§ **Task brief**: Each of the records must appear again, exactly as it was written.

§ **Information**:
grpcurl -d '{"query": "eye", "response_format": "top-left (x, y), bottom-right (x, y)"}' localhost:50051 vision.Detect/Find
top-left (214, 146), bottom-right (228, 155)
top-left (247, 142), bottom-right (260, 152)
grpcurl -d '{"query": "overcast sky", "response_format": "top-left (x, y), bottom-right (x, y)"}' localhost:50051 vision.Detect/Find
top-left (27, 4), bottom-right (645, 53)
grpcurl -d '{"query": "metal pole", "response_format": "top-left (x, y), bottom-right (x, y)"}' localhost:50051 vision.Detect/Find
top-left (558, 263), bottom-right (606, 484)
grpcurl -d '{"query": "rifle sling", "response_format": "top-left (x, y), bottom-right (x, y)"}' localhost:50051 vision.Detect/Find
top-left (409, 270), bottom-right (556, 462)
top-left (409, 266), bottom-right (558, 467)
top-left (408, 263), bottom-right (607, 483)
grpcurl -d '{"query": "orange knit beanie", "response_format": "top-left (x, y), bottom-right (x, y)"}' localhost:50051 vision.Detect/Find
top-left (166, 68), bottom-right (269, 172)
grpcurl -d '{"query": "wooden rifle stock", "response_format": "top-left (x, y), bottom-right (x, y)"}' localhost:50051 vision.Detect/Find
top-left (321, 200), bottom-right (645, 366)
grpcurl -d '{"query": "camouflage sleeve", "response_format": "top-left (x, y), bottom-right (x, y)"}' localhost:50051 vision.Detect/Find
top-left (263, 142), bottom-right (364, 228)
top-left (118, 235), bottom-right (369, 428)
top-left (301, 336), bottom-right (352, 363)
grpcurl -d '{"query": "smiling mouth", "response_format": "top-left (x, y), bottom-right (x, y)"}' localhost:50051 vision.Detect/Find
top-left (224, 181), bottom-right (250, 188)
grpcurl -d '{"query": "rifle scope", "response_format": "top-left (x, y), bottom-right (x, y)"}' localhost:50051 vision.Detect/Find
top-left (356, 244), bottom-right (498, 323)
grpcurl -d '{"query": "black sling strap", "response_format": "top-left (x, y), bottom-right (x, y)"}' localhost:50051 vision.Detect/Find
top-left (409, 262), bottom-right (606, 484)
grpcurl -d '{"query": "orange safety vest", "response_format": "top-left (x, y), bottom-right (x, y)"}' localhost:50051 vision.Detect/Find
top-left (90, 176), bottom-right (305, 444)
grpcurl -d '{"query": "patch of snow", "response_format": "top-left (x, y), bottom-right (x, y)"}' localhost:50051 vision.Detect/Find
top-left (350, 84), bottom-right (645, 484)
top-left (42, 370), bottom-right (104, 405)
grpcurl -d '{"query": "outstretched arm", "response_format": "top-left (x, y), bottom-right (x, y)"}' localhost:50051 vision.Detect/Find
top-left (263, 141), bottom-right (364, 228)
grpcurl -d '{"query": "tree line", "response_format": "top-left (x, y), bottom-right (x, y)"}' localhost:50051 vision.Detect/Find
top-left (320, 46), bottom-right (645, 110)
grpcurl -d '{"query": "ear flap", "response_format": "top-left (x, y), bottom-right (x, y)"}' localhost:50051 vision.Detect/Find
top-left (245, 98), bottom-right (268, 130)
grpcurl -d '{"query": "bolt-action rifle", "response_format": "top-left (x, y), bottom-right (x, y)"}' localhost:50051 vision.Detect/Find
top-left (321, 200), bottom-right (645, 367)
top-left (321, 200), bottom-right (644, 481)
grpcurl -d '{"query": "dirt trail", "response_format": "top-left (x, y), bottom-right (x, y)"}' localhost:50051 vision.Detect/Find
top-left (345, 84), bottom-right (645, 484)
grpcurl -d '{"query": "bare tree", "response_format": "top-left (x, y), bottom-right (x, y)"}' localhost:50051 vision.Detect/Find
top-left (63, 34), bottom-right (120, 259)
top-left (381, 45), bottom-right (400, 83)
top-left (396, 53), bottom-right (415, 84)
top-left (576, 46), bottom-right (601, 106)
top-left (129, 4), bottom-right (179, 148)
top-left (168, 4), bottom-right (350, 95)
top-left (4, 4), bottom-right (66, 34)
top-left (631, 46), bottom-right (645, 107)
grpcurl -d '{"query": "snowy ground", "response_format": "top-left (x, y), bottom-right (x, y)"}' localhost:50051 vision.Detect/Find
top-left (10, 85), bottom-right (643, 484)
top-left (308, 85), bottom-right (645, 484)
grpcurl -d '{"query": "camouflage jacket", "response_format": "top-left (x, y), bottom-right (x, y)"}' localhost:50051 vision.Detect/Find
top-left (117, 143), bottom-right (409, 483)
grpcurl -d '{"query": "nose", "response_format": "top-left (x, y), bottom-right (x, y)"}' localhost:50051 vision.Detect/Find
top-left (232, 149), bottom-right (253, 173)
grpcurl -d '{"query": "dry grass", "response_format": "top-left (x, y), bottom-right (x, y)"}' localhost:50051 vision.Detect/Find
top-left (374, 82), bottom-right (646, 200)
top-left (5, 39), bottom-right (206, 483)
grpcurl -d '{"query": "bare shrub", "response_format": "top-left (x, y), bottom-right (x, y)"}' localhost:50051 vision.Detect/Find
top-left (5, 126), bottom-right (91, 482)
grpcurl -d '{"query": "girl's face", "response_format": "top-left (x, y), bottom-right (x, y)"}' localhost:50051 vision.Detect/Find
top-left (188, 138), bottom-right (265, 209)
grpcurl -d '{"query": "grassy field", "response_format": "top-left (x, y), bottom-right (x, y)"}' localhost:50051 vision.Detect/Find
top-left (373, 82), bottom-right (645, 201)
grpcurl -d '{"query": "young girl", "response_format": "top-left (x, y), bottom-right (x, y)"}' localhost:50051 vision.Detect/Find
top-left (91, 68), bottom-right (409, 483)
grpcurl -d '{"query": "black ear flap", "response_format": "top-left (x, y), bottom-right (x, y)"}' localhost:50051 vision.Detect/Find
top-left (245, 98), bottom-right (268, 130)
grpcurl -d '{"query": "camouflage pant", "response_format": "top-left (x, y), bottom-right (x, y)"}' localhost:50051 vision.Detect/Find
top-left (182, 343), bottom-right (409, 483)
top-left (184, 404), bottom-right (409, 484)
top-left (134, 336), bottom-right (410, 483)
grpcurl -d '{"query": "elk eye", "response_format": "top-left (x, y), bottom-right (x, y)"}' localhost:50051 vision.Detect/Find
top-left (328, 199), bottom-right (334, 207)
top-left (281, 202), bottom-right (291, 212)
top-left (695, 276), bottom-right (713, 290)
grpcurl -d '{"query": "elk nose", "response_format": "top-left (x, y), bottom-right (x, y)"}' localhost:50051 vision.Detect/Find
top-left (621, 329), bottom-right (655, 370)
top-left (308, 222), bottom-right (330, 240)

§ **Answer box**:
grpcurl -d '{"query": "eye", "response_format": "top-left (x, y), bottom-right (x, y)"}' localhost:50051 vision.Detect/Find
top-left (214, 146), bottom-right (228, 155)
top-left (247, 142), bottom-right (260, 152)
grpcurl -d '{"query": "overcast sky", "response_format": "top-left (x, y), bottom-right (x, y)"}' localhost:50051 vision.Detect/Find
top-left (27, 4), bottom-right (645, 53)
grpcurl -d '{"query": "metal pole", "response_format": "top-left (x, y), bottom-right (x, y)"}' localhost:50051 vision.Detect/Find
top-left (558, 263), bottom-right (606, 484)
grpcurl -d '{"query": "rifle sling", "response_format": "top-left (x, y), bottom-right (x, y)"}' localhost:50051 vision.Detect/Find
top-left (409, 270), bottom-right (556, 462)
top-left (409, 266), bottom-right (558, 467)
top-left (408, 263), bottom-right (607, 483)
grpcurl -d '{"query": "orange knit beanie", "response_format": "top-left (x, y), bottom-right (x, y)"}' localhost:50051 vision.Detect/Find
top-left (166, 68), bottom-right (269, 172)
grpcurl -d '{"query": "wooden rifle stock", "response_format": "top-left (x, y), bottom-right (x, y)"}' localhost:50051 vision.Detect/Find
top-left (321, 200), bottom-right (645, 366)
grpcurl -d '{"query": "camouflage sleeve", "response_format": "top-left (x, y), bottom-right (x, y)"}' localhost:50051 vision.Detect/Find
top-left (263, 142), bottom-right (364, 228)
top-left (118, 235), bottom-right (369, 428)
top-left (301, 336), bottom-right (352, 363)
grpcurl -d '{"query": "smiling mouth", "response_format": "top-left (x, y), bottom-right (x, y)"}' localhost:50051 vision.Detect/Find
top-left (224, 181), bottom-right (250, 188)
grpcurl -d '{"query": "rifle scope", "response_format": "top-left (x, y), bottom-right (x, y)"}' localhost:50051 vision.Detect/Find
top-left (356, 244), bottom-right (498, 323)
grpcurl -d '{"query": "black sling strap", "response_format": "top-left (x, y), bottom-right (x, y)"}' localhost:50051 vision.Detect/Find
top-left (409, 262), bottom-right (606, 484)
grpcurl -d '{"query": "orange safety vest", "response_format": "top-left (x, y), bottom-right (x, y)"}' localhost:50051 vision.Detect/Find
top-left (90, 176), bottom-right (305, 444)
grpcurl -d '{"query": "patch of snow", "response_format": "top-left (x, y), bottom-right (x, y)"}' localhost:50051 vision.Detect/Find
top-left (350, 84), bottom-right (645, 484)
top-left (42, 370), bottom-right (104, 405)
grpcurl -d '{"query": "outstretched arm", "response_format": "top-left (x, y), bottom-right (x, y)"}' localhost:50051 vision.Detect/Find
top-left (263, 141), bottom-right (364, 228)
grpcurl -d '{"query": "tree line", "response_format": "top-left (x, y), bottom-right (x, y)"}' localhost:50051 vision.Detect/Find
top-left (320, 46), bottom-right (645, 110)
grpcurl -d '{"query": "ear flap", "response_format": "top-left (x, y), bottom-right (x, y)"}' localhost:50051 vision.Detect/Find
top-left (245, 98), bottom-right (268, 130)
grpcurl -d '{"query": "bolt-action rifle", "response_format": "top-left (x, y), bottom-right (x, y)"}' localhost:50051 vision.Detect/Find
top-left (321, 200), bottom-right (645, 367)
top-left (321, 200), bottom-right (644, 481)
grpcurl -d '{"query": "dirt trail", "response_format": "top-left (x, y), bottom-right (x, y)"}' localhost:50051 vision.Detect/Find
top-left (345, 84), bottom-right (645, 484)
grpcurl -d '{"query": "bare tree", "response_format": "top-left (x, y), bottom-right (x, y)"}' localhost:50051 vision.Detect/Find
top-left (63, 34), bottom-right (120, 259)
top-left (381, 45), bottom-right (400, 83)
top-left (396, 53), bottom-right (415, 84)
top-left (576, 46), bottom-right (601, 106)
top-left (129, 4), bottom-right (179, 148)
top-left (168, 4), bottom-right (350, 95)
top-left (4, 4), bottom-right (66, 34)
top-left (631, 46), bottom-right (645, 107)
grpcurl -d '{"query": "snowy ground", "response_format": "top-left (x, y), bottom-right (x, y)"}' localhost:50051 vision.Detect/Find
top-left (10, 85), bottom-right (643, 484)
top-left (308, 85), bottom-right (645, 484)
grpcurl -d '{"query": "camouflage jacket", "response_format": "top-left (x, y), bottom-right (x, y)"}' localhost:50051 vision.Detect/Find
top-left (117, 143), bottom-right (409, 483)
grpcurl -d '{"query": "nose", "response_format": "top-left (x, y), bottom-right (x, y)"}' localhost:50051 vision.Detect/Find
top-left (232, 149), bottom-right (253, 173)
grpcurl -d '{"query": "dry grass", "response_format": "top-left (x, y), bottom-right (x, y)"}' localhost:50051 vision.Detect/Find
top-left (374, 82), bottom-right (646, 200)
top-left (5, 39), bottom-right (206, 483)
grpcurl -d '{"query": "bare shrub", "response_format": "top-left (x, y), bottom-right (x, y)"}' localhost:50051 vision.Detect/Find
top-left (5, 126), bottom-right (91, 482)
grpcurl -d '{"query": "girl's face", "response_format": "top-left (x, y), bottom-right (x, y)"}' localhost:50051 vision.Detect/Find
top-left (188, 138), bottom-right (265, 209)
grpcurl -d '{"query": "grassy field", "response_format": "top-left (x, y), bottom-right (x, y)"}' localhost:50051 vision.Detect/Find
top-left (373, 82), bottom-right (645, 201)
grpcurl -d '{"query": "young girl", "response_format": "top-left (x, y), bottom-right (x, y)"}' localhost:50051 vision.Detect/Find
top-left (91, 68), bottom-right (409, 483)
grpcurl -d '{"query": "black ear flap", "response_format": "top-left (x, y), bottom-right (x, y)"}' localhost:50051 vision.Detect/Find
top-left (245, 98), bottom-right (268, 130)
grpcurl -d '{"query": "camouflage pant", "response_format": "top-left (x, y), bottom-right (x, y)"}' localhost:50051 vision.Detect/Find
top-left (182, 343), bottom-right (409, 483)
top-left (184, 404), bottom-right (409, 484)
top-left (134, 336), bottom-right (410, 483)
grpcurl -d '{"query": "elk eye", "response_format": "top-left (x, y), bottom-right (x, y)"}' localhost:50051 vision.Detect/Find
top-left (328, 199), bottom-right (334, 207)
top-left (281, 202), bottom-right (291, 212)
top-left (695, 276), bottom-right (713, 290)
grpcurl -d '{"query": "elk nose", "response_format": "top-left (x, y), bottom-right (x, y)"}' localhost:50051 vision.Detect/Find
top-left (621, 329), bottom-right (655, 370)
top-left (308, 222), bottom-right (330, 240)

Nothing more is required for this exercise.